* [Task description]:
Substitute "Place one marker" for each occurrence of "Drop one marker" in the data, starting at its first line and stopping after the line that contains "[[200, 222]]". Reproduce only those lines, with all else unchanged.

__________

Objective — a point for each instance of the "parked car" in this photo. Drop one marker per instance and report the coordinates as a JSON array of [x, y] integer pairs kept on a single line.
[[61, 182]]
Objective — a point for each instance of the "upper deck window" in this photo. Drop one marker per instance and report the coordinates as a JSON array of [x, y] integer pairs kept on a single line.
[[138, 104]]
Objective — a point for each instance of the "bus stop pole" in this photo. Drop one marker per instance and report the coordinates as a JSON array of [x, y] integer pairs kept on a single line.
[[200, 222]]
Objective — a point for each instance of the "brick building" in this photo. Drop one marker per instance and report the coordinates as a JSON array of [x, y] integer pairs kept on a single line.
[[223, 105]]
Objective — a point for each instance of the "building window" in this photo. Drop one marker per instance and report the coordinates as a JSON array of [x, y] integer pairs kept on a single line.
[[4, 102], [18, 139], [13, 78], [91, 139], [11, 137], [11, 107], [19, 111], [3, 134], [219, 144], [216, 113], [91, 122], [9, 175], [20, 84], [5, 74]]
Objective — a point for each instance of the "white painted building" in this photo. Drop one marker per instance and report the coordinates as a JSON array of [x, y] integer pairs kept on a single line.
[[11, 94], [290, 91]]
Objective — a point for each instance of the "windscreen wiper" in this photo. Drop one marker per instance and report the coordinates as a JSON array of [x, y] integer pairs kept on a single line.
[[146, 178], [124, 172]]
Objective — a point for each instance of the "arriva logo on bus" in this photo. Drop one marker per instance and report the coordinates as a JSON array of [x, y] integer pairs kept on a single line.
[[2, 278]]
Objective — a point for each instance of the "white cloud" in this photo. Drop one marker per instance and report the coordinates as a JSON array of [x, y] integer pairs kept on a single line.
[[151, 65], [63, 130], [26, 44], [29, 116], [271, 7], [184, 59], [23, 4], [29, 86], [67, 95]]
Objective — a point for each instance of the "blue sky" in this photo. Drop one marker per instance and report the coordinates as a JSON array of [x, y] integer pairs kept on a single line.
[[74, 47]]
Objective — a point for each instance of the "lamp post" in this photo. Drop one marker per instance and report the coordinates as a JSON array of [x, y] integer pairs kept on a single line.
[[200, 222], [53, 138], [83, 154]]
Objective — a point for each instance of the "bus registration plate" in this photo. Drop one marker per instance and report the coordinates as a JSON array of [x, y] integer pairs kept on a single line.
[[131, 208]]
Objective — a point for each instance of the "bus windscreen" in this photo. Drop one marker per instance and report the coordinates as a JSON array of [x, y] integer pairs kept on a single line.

__________

* [Finished exercise]:
Objective — a point for each instance of the "parked car" in this photo. Place one marker per instance and report the coordinates as a JSON array of [x, y] integer pairs kept on a single line.
[[61, 182]]
Objective — a point for each instance of the "upper deck window" in this photo. Place one marker per instance and report the coordinates as a JSON array of [x, y] integer pairs kept on a single line.
[[138, 104]]
Objective — a point for each instance of the "bus stop pole" in this photo. Place one marker per instance and report the coordinates as a JSON array of [x, y] integer pairs kept on a single line.
[[200, 222]]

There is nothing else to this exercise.